**CONSIGNE**.
Poursuivez l'extrait de débat sur les substances chimiques difficiles à capter, en reprenant juste après sa dernière phrase.

**EXTRAIT À LIRE**.
----
Mme Bérangère Abba, secrétaire d'État.  - L'Agence européenne des produits chimiques (ECHA) travaille, dans le cadre du règlement REACh, sur ces substances difficiles à capter, afin de mieux en mesurer la présence et en limiter l'usage. Nous suivons ses travaux avec intérêt.

Peu de techniques performantes et abordables sont disponibles. Un rapport pourrait nous éclairer, mais je crains qu'il ne soit difficile de fournir des données dans le délai demandé : sagesse.

Mme Sophie Primas, présidente de la commission des affaires économiques.  - Je voterai cet amendement : nous avons besoin de connaître ces produits, leurs dangers et les solutions de dépollution envisageables. Il faudra aussi trouver des alternatives pour les remplacer, afin de ne pas pénaliser l'économie.

Le Parlement peut aussi se saisir du sujet. Nous avons les moyens de mener ce type de travaux.
----
**ENTRÉES DE DONNÉES**.
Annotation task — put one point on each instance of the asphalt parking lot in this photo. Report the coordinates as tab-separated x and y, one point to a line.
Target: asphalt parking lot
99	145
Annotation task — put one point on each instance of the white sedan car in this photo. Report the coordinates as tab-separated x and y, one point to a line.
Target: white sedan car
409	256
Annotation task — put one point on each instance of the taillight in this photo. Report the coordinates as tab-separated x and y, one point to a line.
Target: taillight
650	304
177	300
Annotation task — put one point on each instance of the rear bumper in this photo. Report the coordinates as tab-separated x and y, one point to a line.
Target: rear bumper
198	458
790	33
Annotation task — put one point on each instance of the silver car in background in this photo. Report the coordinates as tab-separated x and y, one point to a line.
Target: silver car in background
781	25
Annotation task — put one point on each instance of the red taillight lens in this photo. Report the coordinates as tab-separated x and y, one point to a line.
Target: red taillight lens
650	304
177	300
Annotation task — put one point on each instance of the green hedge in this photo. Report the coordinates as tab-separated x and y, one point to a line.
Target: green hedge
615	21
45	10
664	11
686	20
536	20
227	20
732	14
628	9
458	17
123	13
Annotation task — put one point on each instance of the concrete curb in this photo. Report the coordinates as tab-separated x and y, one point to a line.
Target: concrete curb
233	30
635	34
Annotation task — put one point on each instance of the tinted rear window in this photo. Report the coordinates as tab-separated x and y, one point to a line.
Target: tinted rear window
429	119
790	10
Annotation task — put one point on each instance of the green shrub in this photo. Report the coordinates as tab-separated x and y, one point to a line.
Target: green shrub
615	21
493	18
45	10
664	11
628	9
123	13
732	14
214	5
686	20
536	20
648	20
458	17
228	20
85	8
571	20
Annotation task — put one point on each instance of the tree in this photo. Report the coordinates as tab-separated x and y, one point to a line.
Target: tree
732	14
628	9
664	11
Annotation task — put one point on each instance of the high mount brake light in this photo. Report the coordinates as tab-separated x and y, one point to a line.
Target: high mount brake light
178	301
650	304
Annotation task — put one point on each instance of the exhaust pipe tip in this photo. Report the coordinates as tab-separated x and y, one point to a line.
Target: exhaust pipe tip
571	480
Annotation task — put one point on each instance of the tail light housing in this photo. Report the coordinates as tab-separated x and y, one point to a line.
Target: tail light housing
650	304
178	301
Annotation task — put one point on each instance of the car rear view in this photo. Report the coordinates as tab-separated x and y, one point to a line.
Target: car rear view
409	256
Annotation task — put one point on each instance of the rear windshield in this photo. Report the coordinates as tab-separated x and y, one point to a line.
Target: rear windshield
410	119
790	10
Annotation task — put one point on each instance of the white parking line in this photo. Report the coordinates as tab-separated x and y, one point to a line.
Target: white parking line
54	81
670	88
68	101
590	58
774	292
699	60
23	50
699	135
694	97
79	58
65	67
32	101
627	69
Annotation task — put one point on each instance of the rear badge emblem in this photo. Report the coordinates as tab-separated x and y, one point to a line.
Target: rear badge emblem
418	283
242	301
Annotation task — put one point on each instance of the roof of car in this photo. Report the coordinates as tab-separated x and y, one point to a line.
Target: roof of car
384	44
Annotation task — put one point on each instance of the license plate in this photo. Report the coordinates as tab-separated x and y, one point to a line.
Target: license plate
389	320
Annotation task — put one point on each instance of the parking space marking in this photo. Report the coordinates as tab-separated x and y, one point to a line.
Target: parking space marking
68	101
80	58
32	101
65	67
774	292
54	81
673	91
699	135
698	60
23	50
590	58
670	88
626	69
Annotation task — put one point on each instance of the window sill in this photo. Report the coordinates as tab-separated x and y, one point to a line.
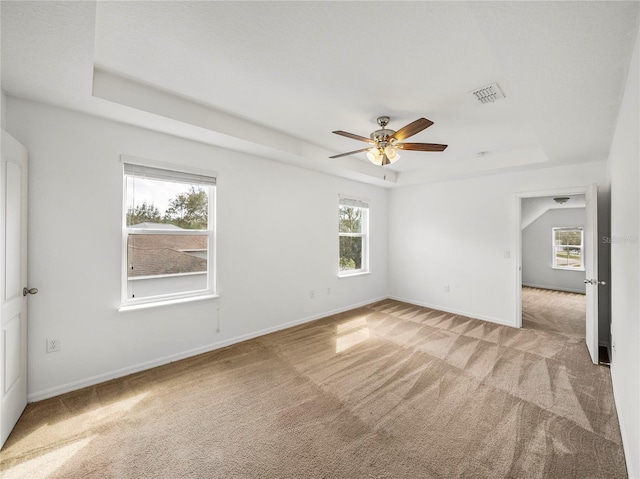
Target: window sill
168	302
350	275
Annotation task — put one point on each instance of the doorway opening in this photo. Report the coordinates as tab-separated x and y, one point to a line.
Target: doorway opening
545	212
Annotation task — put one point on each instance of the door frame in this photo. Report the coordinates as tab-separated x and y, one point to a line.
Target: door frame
580	190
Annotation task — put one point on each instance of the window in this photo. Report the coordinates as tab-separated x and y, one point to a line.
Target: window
168	235
353	234
568	248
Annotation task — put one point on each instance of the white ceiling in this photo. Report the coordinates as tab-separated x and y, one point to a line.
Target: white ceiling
275	78
534	208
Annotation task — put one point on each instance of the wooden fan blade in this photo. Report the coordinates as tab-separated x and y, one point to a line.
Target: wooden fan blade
412	128
353	136
350	153
421	146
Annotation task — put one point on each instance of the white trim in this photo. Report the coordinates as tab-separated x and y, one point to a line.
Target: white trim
575	190
100	378
127	303
158	276
359	272
165	302
167	166
490	319
554	288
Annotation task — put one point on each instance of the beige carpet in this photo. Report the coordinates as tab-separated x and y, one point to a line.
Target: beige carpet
385	391
554	311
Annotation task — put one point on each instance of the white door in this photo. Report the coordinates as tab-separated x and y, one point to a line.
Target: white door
13	278
591	269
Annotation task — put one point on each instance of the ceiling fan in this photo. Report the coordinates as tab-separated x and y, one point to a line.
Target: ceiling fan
386	143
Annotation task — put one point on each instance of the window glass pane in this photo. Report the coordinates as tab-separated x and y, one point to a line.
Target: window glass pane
568	256
350	219
350	253
569	237
159	264
158	204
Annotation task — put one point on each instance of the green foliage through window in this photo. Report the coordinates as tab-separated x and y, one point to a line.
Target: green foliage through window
352	238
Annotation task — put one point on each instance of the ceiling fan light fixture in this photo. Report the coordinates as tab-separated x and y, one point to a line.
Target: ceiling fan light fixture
392	154
374	156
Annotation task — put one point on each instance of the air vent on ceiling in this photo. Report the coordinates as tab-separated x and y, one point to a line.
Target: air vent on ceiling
488	93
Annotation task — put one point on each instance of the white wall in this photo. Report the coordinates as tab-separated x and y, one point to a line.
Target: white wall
537	252
277	239
457	233
625	266
3	110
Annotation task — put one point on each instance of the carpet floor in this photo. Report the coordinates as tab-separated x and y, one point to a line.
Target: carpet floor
389	390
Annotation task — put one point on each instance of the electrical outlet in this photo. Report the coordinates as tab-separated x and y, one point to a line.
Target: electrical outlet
53	345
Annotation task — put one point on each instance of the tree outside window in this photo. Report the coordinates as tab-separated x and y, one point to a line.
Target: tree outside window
568	248
353	216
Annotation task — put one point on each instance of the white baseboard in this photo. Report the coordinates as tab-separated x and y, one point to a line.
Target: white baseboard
554	288
118	373
454	311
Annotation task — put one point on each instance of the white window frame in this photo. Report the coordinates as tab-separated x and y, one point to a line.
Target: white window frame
175	173
554	263
364	234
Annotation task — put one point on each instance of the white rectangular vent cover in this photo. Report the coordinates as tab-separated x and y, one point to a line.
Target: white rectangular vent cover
488	93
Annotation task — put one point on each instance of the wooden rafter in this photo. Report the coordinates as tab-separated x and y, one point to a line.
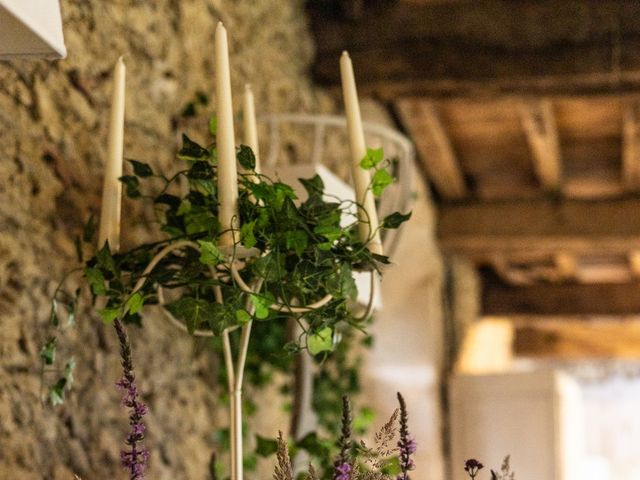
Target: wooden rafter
539	124
631	146
566	265
413	48
499	298
531	229
434	147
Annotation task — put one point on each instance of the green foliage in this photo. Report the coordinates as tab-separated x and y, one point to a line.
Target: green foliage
302	254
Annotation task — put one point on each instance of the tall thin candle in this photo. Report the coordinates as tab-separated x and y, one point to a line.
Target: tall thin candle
367	215
227	172
112	188
250	124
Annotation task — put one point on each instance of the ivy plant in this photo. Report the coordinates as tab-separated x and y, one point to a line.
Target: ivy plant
298	252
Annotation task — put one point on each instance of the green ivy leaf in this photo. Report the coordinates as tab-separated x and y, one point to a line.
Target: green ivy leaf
265	447
342	284
246	158
395	219
247	236
363	420
261	303
210	254
200	170
372	158
96	280
132	185
141	169
48	351
194	312
56	393
53	316
381	180
191	151
242	317
298	240
109	315
213	126
134	303
314	186
320	341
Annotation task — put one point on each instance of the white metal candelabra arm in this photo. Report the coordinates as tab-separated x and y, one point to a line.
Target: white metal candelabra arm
235	371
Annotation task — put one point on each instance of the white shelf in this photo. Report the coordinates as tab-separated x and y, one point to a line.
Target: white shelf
31	29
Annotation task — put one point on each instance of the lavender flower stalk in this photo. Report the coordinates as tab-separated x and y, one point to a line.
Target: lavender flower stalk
342	465
136	457
406	445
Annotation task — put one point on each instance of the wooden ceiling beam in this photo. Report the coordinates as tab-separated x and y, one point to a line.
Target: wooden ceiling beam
434	147
483	231
498	298
631	147
400	48
539	123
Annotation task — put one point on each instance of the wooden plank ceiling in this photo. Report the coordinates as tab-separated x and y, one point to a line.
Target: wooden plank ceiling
526	119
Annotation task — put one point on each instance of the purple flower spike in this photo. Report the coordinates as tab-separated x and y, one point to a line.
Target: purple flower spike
407	446
135	458
472	467
343	472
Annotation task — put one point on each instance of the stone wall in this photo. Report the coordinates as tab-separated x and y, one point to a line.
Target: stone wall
53	127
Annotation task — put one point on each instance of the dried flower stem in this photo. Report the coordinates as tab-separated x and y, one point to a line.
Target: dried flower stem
406	445
135	458
343	467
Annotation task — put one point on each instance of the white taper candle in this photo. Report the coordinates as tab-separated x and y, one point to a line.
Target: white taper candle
227	171
250	124
112	188
367	215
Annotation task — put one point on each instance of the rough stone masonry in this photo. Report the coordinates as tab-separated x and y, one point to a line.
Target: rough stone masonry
53	128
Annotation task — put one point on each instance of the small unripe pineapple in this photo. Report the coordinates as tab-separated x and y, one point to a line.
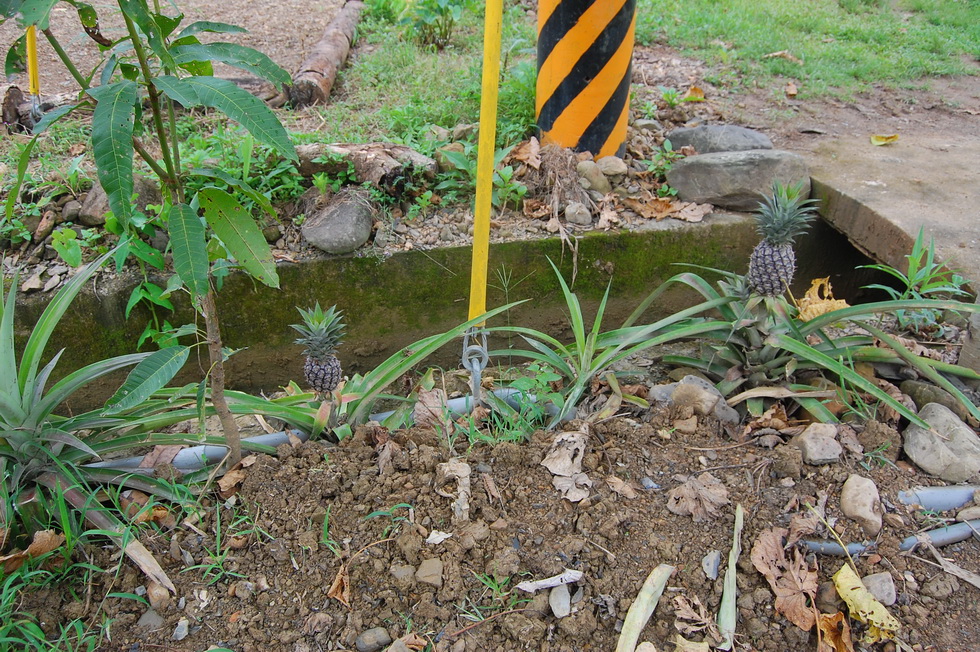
----
**RÉPONSE FINALE**.
M. Daniel Salmon.  - Merci pour ces avis, ainsi que pour les propos de Mme Primas. Cet amendement ne fixe pas une limite, ce qui serait prématuré, mais vise à analyser un problème grave pour en connaître les tenants et aboutissants. C'est un premier pas vers des alternatives et des limites.

M. Joël Bigot.  - Le groupe SER votera cet amendement, qui participe de la prise de conscience sur la pollution des sols. Il faudra ensuite s'inscrire dans l'action.

Selon la commission d'enquête du Sénat sur la pollution des sols, six mille sites à l'abandon sont concernés en France. Il faut déterminer la nature des sols pollués pour les traiter en vue de les remobiliser.

Les amendements identiques nos521 et 1739 sont adoptés et deviennent un article additionnel.

M. le président.  - Amendement n°717 rectifié, présenté par Mmes Préville, Monier, Jasmin et Conway-Mouret.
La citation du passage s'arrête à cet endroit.